WHAT TO WORK ON:
1. Decide whether each statement below agrees with the 1894 Minnesota court opinion. Answer yes or no and quote the words of the opinion that settle it.
(a) The defendant lent La Croix $2,000.
(b) The city assessments or tax titles on the undivided half of the east half of the lot were held by the city of St. Paul.
(c) The $500 kept back from the loan was to be paid over to La Croix.
2. Answer these questions from the 1894 Minnesota court opinion:
(a) Which judge wrote the opinion?
(b) In which county is the office of the register of deeds where the plat is recorded?
(c) Until one of the named events happens, what is the $500 to be kept as?
3. Carry the 1894 Minnesota court opinion forward from the point where it stops.

PROVIDED TEXT:
56 Minn. 353 | Minn. | 1894

Mitchell, J.

The defendant made a loan to one La Croix of $2,000, and took as security therefor from him a mortgage, with covenants of title. There being certain city assessments or tax titles on part of the mortgaged premises, defendant and La Croix, as part of the same transaction, executed the following written agreement: Exhibit C:

“Whereas, the St. Paul Permanent Loan Company has made a loan of two thousand dollars to Peter La Croix, and has taken as security therefor from said La Croix and ivife a mortgage upon the west half of lot fourteen, in block seven, of Marshall’s addition to West St. Paul, according to the recorded plat thereof, on ñle and of record in the office of the register of deeds of Ramsey county, Minnesota, and upon the undivided half of the east half of said lot; and

Whereas, certain city assessments or tax titles are held by the estate of Edward Langevin upon said undivided half of the east half of said lot:

Now, the said company, by agreement -of all parties, has retained in its possession five hundred dollars ($500.00) from the amount of said loan, said sum of five hundred dollars ($500.00) to be paid over to Henry C. James and A. M. Lawton whenever the title of said La Croix to said undivided half of said east half of said lot is free from all claims arising from the said or any assessment or tax titles, and said mortgage is made superior of record to any claims, or upon the-payment of said -mortgage in full; and, until the occurrence of one of said events, the said five hundred dollars is to be retained as security for the payment of said mortgage debt. [Signed]---.”

DATA EXCERPT:
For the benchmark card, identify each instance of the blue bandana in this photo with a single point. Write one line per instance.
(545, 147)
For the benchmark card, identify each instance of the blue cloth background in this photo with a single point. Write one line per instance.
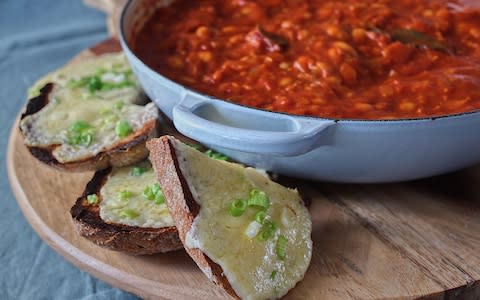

RESPONSE LIST:
1.
(a) Yes: "The defendant made a loan to one La Croix of $2,000"
(b) No: "certain city assessments or tax titles are held by the estate of Edward Langevin"
(c) No: "to be paid over to Henry C. James and A. M. Lawton"

2.
(a) Mitchell, J.
(b) Ramsey County, Minnesota
(c) As security for the payment of the mortgage debt

3.
*356In accordance with, this agreement, the defendant retained $500 from the amount loaned. The title of the mortgaged premises has never been freed from claims arising under these city assessments or tax titles; but, on default in the conditions of the mortgage, the defendant, under a power, sold the premises, and itself purchased them for the full amount of the mortgage debt, — $2,000, interest and costs.

Plaintiffs, the parties named in the agreement, bring this action to recover the $500, claiming that the second or alternative condition upon which the money was to be paid over, to wit, “the payment of the mortgage in full,” has been fulfilled.

It is very clear that Exhibit C embodies a contract, and is not a mere receipt; and hence, so far as it is contractual in its character, it cannot be contradicted or varied by parol evidence, if the general rule is applicable.

Defendant’s counsel insists that as plaintiffs were not parties to the contract, and as it does not appear that La Croix, the promisee, owed any duty or was under any obligations to them, therefore the action is not one on the express contract, but one for money had and received. It is not necessary to determine which of these is the correct description of the character of the action, for in either case the rights of the plaintiffs originate in, and are founded upon, the written contract, which is at once both the basis and measure of defendant’s liability; and hence parol evidence was inadmissible to vary or contradict its terms, within the principle announced in Sayre v. Burdick, 47 Minn. 367, (50 N. W. 245,) and Minneapolis, St. P. & S. Ste. M. Ry. Co. v. Home Ins. Co., 55 Minn. 236, (56 N. W. 815.) All of the evidence offered by defendant, except as to circumstances which fullyappeared from the writing itself, was of this character, and hence properly excluded.

This brings us to the principal question in the case.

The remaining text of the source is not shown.